_TASK TO CARRY OUT_
Can you extract the passage below on NHS funding and privatisation in full, word for word?

_PAGE EXTRACT_
--------

The (positive) argument needs to be: Don’t hold back!!! Don’t be timid and sacrifice your own chances.
Without NHS renationalisation, more funding will go to profiteering companies
Of course, unless the NHS Reinstatement Bill is passed – which would stop and reverse NHS privatisation – more funding would mean more money going to profiteering companies.
This is what happened to about half the additional £2bn that the ConDem Government put into the NHS in Autumn 2014, in order to boost their chances in the 2015 General Election.
NHS hospitals lacked the capacity to carry out operations and other activities, so private companies cleaned up. 12% of local Clinical COmmissioning Groups’ budgets is now spent on care provided outside the NHS.(Financial Times, NHS funds diverted to private sector, by Sarah Neville, 26.3.2017)
The need to pass the NHS Reinstatement Bill is urgent. Too bad this isn’t in the Labour manifesto – which merely commits to making the NHS the preferred provider and stopping excess profits being taken out of the NHS.

--------

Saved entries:
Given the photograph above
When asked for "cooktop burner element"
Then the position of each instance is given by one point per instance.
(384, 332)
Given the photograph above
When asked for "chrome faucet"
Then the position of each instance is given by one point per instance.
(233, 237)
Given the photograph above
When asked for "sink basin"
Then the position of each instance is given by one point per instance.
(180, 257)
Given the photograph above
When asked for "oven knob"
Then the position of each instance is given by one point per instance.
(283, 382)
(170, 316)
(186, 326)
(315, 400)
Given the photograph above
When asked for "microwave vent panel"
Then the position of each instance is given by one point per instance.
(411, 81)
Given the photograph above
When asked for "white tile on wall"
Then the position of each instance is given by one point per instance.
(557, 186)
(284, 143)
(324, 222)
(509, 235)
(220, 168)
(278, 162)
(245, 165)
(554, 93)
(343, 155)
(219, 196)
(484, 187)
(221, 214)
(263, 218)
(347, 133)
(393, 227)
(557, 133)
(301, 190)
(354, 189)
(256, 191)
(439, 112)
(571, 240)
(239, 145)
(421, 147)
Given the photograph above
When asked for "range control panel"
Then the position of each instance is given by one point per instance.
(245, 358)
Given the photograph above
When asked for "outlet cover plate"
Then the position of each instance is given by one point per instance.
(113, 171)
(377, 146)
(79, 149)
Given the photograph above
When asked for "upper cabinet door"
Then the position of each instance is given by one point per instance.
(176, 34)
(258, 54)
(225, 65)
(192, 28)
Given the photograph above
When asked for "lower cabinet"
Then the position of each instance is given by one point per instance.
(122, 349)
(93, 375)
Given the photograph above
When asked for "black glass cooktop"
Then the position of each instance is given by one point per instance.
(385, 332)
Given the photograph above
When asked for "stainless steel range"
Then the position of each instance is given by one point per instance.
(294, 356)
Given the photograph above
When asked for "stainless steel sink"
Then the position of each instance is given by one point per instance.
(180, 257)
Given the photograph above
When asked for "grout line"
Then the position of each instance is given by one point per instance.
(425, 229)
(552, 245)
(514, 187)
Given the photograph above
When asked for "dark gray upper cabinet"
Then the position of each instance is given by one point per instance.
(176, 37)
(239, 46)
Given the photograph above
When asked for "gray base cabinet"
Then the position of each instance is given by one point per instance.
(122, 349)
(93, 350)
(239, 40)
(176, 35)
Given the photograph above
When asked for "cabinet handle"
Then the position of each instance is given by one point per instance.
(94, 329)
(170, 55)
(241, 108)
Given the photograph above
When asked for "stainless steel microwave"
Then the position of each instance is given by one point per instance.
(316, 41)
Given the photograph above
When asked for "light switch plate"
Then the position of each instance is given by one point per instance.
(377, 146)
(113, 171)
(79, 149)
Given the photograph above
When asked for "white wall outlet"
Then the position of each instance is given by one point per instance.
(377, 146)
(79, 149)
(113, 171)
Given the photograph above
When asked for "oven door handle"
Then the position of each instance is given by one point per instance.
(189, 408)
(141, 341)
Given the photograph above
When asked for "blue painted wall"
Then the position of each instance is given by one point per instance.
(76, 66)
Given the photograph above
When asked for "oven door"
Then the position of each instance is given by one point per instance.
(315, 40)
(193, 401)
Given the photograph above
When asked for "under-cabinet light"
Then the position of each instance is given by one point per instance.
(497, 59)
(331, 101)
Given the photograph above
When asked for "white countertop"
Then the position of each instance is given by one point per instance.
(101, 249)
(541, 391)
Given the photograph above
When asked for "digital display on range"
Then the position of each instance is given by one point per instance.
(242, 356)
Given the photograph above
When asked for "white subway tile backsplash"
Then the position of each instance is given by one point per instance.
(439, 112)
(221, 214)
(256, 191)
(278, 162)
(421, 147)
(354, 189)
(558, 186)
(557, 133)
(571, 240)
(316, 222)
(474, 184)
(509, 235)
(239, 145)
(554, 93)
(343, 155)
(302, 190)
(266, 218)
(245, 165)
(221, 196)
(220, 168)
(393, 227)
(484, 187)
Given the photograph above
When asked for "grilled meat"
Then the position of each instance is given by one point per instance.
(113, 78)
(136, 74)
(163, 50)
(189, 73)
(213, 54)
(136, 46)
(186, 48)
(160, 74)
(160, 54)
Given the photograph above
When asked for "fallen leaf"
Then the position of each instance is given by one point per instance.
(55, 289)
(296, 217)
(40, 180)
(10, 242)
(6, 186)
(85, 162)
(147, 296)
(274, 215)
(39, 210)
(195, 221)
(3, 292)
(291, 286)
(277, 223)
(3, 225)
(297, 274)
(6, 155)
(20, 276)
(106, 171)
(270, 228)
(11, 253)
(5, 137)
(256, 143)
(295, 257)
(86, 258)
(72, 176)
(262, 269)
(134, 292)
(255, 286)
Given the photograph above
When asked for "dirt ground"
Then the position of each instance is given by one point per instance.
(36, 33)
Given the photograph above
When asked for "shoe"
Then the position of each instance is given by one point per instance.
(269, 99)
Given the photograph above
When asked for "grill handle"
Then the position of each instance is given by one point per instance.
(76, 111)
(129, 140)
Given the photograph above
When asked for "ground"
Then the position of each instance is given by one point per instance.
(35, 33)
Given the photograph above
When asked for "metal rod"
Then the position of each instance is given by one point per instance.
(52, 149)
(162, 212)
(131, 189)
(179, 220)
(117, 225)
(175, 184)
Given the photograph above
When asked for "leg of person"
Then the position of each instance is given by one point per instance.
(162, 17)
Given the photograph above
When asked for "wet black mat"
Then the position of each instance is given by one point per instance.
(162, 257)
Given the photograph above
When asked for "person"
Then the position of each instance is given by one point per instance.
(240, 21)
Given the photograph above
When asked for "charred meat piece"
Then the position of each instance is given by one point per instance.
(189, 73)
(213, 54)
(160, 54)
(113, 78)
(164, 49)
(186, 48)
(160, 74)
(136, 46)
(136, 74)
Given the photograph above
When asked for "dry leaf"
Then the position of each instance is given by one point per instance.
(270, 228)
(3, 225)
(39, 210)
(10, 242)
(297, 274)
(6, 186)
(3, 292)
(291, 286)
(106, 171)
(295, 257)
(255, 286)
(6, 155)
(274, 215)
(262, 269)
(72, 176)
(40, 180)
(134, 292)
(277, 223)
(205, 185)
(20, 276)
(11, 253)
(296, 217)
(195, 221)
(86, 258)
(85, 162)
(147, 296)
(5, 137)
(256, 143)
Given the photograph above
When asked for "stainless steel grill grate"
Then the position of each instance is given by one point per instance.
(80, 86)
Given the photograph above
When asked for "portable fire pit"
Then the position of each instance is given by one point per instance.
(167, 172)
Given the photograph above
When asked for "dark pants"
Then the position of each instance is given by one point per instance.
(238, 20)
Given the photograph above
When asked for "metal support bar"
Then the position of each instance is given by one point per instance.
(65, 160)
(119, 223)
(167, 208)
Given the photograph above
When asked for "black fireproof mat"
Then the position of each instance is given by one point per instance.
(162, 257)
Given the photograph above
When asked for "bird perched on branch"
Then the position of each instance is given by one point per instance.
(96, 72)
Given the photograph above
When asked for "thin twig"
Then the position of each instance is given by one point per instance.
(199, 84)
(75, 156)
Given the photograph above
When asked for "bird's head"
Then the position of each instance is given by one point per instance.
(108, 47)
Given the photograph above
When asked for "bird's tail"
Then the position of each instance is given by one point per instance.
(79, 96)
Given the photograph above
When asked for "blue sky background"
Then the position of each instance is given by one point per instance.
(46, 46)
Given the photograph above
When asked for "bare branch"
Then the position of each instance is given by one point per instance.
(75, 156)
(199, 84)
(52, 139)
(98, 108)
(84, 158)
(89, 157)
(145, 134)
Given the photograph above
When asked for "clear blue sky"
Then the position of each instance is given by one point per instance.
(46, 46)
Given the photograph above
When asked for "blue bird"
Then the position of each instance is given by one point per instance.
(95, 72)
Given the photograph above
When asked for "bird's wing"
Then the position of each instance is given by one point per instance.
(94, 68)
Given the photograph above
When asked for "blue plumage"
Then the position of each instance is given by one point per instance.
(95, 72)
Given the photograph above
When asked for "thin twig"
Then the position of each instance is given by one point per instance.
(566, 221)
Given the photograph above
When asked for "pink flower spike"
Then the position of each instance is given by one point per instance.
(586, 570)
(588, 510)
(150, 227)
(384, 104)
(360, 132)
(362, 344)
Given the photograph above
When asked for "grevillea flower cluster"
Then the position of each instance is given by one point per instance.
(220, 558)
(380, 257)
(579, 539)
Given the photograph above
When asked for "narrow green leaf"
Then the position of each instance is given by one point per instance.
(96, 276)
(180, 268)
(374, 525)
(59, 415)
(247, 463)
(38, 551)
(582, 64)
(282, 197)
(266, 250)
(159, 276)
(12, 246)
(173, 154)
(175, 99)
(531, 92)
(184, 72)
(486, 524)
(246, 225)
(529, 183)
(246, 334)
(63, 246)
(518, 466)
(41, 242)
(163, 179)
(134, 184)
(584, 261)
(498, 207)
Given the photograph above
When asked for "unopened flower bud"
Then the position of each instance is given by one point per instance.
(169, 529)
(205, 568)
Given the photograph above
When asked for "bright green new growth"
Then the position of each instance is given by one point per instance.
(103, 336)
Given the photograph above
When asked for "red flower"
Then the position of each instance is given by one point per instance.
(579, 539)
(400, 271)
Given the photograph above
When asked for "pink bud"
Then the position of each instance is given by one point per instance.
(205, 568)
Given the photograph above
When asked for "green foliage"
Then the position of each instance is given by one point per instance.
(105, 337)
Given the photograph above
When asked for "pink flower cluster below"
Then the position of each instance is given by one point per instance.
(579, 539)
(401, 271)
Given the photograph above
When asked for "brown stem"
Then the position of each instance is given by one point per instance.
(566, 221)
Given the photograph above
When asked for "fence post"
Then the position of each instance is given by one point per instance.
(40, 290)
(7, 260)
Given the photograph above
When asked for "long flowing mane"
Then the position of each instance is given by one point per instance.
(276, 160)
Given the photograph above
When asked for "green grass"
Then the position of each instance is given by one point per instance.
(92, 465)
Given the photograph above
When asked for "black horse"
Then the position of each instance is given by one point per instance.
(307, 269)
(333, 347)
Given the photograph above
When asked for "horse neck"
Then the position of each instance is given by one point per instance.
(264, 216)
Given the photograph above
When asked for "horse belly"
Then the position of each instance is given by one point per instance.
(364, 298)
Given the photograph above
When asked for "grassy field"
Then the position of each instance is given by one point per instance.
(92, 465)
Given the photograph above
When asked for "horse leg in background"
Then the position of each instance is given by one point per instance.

--------

_EXERCISE ANSWER_
The (positive) argument needs to be: Don’t hold back!!! Don’t be timid and sacrifice your own chances.
Without NHS renationalisation, more funding will go to profiteering companies
Of course, unless the NHS Reinstatement Bill is passed – which would stop and reverse NHS privatisation – more funding would mean more money going to profiteering companies.
This is what happened to about half the additional £2bn that the ConDem Government put into the NHS in Autumn 2014, in order to boost their chances in the 2015 General Election.
NHS hospitals lacked the capacity to carry out operations and other activities, so private companies cleaned up. 12% of local Clinical COmmissioning Groups’ budgets is now spent on care provided outside the NHS.(Financial Times, NHS funds diverted to private sector, by Sarah Neville, 26.3.2017)
The need to pass the NHS Reinstatement Bill is urgent. Too bad this isn’t in the Labour manifesto – which merely commits to making the NHS the preferred provider and stopping excess profits being taken out of the NHS.